# Task to carry out
Rewrite all the entries below, replacing "square brackets" with "round brackets" wherever it occurs and leaving everything else unchanged.

# Data to use
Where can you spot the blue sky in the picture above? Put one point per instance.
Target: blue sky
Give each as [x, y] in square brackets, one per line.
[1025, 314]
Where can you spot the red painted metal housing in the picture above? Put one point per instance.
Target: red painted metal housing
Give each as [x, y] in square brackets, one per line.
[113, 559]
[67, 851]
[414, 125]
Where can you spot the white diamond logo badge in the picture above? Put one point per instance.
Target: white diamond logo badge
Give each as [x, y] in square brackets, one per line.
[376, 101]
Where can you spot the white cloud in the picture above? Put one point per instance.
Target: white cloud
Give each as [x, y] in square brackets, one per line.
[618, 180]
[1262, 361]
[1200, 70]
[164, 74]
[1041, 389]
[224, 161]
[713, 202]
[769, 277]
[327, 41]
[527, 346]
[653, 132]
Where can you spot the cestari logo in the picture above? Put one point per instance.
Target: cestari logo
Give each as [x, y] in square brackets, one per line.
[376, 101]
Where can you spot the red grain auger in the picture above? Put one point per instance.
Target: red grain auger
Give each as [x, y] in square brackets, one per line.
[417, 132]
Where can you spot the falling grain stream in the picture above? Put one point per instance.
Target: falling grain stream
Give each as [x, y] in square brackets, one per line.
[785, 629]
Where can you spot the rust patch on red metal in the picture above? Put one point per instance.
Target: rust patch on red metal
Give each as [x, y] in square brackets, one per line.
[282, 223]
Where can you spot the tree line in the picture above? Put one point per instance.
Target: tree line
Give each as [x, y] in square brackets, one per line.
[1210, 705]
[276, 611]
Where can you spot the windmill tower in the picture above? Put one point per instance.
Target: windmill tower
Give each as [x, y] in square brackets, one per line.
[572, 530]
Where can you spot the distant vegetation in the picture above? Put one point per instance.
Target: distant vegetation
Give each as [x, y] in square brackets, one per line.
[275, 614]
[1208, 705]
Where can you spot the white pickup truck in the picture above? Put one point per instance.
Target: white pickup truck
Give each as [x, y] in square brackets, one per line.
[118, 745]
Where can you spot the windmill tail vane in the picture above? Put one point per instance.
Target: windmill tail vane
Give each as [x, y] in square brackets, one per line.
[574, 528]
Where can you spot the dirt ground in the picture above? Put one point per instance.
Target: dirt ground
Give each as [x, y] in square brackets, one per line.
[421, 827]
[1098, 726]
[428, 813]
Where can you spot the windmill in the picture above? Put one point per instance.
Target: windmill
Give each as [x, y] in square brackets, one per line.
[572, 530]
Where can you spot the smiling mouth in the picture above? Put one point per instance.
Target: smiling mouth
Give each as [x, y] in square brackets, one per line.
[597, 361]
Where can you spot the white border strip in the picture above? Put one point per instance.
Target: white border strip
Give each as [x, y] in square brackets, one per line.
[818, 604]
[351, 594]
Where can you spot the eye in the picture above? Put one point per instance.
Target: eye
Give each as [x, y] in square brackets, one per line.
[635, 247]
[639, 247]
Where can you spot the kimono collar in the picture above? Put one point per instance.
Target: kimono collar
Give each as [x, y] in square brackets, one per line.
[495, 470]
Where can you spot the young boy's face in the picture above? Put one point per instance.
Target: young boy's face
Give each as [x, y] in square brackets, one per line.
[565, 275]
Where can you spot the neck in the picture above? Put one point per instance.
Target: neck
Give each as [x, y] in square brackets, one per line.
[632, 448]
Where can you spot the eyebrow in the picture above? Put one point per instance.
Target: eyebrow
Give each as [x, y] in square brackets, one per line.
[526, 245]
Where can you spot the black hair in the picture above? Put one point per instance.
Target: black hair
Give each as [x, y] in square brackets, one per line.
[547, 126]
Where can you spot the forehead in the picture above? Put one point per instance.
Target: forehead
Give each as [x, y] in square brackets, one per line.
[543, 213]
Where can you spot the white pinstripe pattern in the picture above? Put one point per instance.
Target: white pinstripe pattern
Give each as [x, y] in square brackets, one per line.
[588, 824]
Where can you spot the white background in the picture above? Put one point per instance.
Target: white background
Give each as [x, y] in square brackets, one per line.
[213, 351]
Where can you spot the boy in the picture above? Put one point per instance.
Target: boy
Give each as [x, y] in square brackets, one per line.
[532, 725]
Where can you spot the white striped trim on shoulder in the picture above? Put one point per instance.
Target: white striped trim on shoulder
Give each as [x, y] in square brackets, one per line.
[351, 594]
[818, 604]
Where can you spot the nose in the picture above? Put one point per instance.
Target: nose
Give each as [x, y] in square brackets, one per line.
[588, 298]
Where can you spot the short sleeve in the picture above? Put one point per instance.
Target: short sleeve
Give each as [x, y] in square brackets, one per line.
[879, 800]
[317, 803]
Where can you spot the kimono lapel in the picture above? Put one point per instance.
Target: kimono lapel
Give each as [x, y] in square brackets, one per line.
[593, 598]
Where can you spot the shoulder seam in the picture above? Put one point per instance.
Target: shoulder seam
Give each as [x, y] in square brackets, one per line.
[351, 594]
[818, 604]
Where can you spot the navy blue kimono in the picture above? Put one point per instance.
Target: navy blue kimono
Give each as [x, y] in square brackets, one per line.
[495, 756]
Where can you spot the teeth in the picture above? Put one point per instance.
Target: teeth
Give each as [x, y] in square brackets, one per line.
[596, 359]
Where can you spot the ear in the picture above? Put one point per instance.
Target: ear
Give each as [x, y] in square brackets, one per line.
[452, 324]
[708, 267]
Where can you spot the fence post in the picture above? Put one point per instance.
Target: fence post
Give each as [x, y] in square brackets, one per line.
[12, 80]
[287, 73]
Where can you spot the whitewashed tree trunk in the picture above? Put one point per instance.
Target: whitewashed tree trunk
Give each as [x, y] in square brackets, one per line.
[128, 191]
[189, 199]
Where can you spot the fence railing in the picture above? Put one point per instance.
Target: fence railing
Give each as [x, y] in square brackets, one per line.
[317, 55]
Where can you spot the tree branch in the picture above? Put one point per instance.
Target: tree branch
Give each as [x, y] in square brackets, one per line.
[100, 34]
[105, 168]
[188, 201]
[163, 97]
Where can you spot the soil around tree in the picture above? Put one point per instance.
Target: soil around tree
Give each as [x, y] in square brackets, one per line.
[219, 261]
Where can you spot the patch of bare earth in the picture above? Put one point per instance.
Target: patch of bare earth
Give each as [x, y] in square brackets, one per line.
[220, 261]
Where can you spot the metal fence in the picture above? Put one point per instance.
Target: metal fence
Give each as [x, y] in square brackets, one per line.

# Response for this exercise
Where can you spot the blue sky in the picture above? Put one point per instance.
Target: blue sky
Give each as [x, y] in round brackets, one per line.
[1025, 314]
Where can you spot the red painted metal housing in the picture above? Put one point per instance.
Target: red painted metal housing
Give each as [x, y] in round brackets, one per line.
[113, 559]
[67, 851]
[414, 125]
Where can you spot the white diamond logo badge in the picture above? Put one point per instance.
Target: white diamond logo badge
Give each as [x, y] in round brackets, one per line.
[376, 101]
Where can you spot the white cloud in the picture above? Put one point per instance.
Target: white cloud
Give each as [x, y] in round brackets, one per line.
[618, 180]
[1262, 361]
[1200, 70]
[164, 74]
[1041, 389]
[224, 161]
[713, 202]
[769, 277]
[327, 41]
[527, 346]
[653, 132]
Where can you spot the cestari logo in the picture above? Put one point per instance.
Target: cestari logo
Give each as [x, y] in round brackets, one per line.
[376, 101]
Where can you spot the red grain auger in the picture above? Put one point per instance.
Target: red grain auger
Give each as [x, y] in round brackets, one per line.
[417, 132]
Where can you spot the falling grain stream in the picture above? Put one point per instance.
Target: falling grain stream
Give each as [x, y] in round brackets, one per line.
[785, 629]
Where can you spot the rust patch on red metal in the picture above? Put one point per instance.
Target: rust patch on red metal
Give each as [x, y] in round brackets, one per line.
[282, 223]
Where can you spot the tree line in the picture above? Put one point per instance.
Target: tree line
Give each as [x, y] in round brackets, one per line.
[1210, 705]
[276, 611]
Where can you spot the windmill tower in the picture above? Put one point per instance.
Target: windmill tower
Give each as [x, y] in round brackets, one per line.
[572, 530]
Where can you spot the distant vegetation in the picture above? Put one point per instance.
Target: distant vegetation
Give each as [x, y] in round brackets, one per line.
[275, 614]
[1208, 705]
Where can you spot the white pickup truck in the picture above? Put one point per instance.
Target: white pickup truck
Give each as [x, y] in round brackets, one per line.
[118, 745]
Where can you spot the windmill tail vane in the picture above? Put one point per instance.
Target: windmill tail vane
Give each as [x, y] in round brackets, one per line.
[574, 528]
Where can you spot the dirt ground in the picture above? Put one point per instance.
Target: dirt ground
Give each as [x, y] in round brackets, one per line.
[421, 827]
[1098, 726]
[428, 813]
Where can you spot the windmill in the picture above? Put one point per instance.
Target: windmill
Give each as [x, y] in round brackets, one per line.
[572, 530]
Where can you spot the smiling mouth in the picture above? Put one point per instance.
Target: smiling mouth
Give each as [x, y] in round brackets, one per line.
[597, 361]
Where can you spot the white border strip in the picture above? Put one point per instance.
Target: white border strip
Give each as [x, y] in round brackets, one per line.
[818, 604]
[351, 594]
Where can you spot the eye in the picture above? Put one point per instance.
Target: eye
Give each as [x, y] in round brackets, one per line.
[635, 247]
[639, 247]
Where can you spot the kimono collar in the picture above? Put one point per instance.
Target: kimono collar
Give each as [x, y] in round brackets, one per line.
[495, 470]
Where can you spot the young boy's face in the picture above? Put one point per instance.
Target: young boy's face
Give each as [x, y] in round brackets, one per line.
[565, 275]
Where can you spot the neck in the picture above? Put one point per instance.
Target: neck
Give each as [x, y] in round brackets, one per line.
[632, 448]
Where can you spot the eyebrow in the picture above? Put one point per instance.
Target: eyebrow
Give each as [x, y] in round brackets, one per line.
[526, 245]
Where can you spot the black hair in the picture above? Put one point per instance.
Target: black hair
Give each as [x, y] in round brackets, one per line.
[547, 126]
Where can you spot the forehead in the picture above? Put one point per instance.
Target: forehead
Give each as [x, y] in round brackets, one per line.
[543, 213]
Where can you spot the white pinstripe pattern in the picture above? Put one point per instance.
Target: white pinstripe pattern
Give each as [x, y] in round brackets, one per line.
[588, 824]
Where can you spot the white background in the picture above? Put one point per instance.
Target: white background
Give each as [x, y] in round brackets, one per line.
[213, 351]
Where can you spot the boy in the picture above? Put one point per instance.
Target: boy
Give each as [x, y] in round brackets, one per line.
[532, 725]
Where can you spot the white striped trim on shoulder in the picture above? Put one point per instance.
Target: white striped trim on shoulder
Give each as [x, y] in round brackets, one per line.
[351, 594]
[818, 604]
Where can you spot the nose in the picture above? Put one point per instance.
Target: nose
Give each as [x, y] in round brackets, one per line.
[588, 298]
Where can you spot the short sleeve in the picture above? Put one point per instance.
Target: short sleeve
Give each as [x, y] in round brackets, one per line.
[879, 800]
[317, 803]
Where can you spot the kimono lapel in the picture above? Put one point per instance.
Target: kimono lapel
Give each as [x, y] in round brackets, one per line.
[593, 598]
Where can you spot the shoulder seam in the picture above? Put one point per instance.
Target: shoulder seam
Give each as [x, y] in round brackets, one per line.
[351, 594]
[818, 604]
Where can you spot the navy blue kimono in the picture above? Put one point per instance.
Target: navy blue kimono
Give each as [x, y] in round brackets, one per line.
[495, 756]
Where can you spot the teeth in the picture above? Put one point per instance.
Target: teeth
Give each as [x, y] in round brackets, one per line.
[596, 359]
Where can you spot the ear in the picture above? Put one point per instance.
Target: ear
Give each as [x, y] in round brackets, one per line.
[452, 324]
[708, 267]
Where can you spot the fence post in the picture above? Put one point per instance.
Target: fence post
Give each as [x, y] in round brackets, one per line.
[12, 80]
[287, 73]
Where can you spot the whitewashed tree trunk in the picture above? Put one point per instance.
Target: whitewashed tree trunk
Give each as [x, y] in round brackets, one per line.
[128, 191]
[189, 199]
Where can you spot the fence railing in the picture above? Put one point per instance.
Target: fence railing
Give each as [x, y] in round brackets, one per line.
[317, 55]
Where can you spot the tree branch in the picture above? Put one point per instance.
Target: tree branch
Give each as [x, y] in round brackets, one per line.
[100, 34]
[105, 168]
[188, 201]
[163, 97]
Where can you spot the soil around tree in the picture above? Put one point per instance.
Target: soil around tree
Give each as [x, y] in round brackets, one per line.
[219, 261]
Where can you spot the patch of bare earth in the picture above? Put one point per instance.
Target: patch of bare earth
Give each as [x, y] in round brackets, one per line.
[220, 261]
Where can you spot the metal fence in the picture above? Put one point per instance.
Target: metal fence
Give each as [x, y] in round brackets, one per line.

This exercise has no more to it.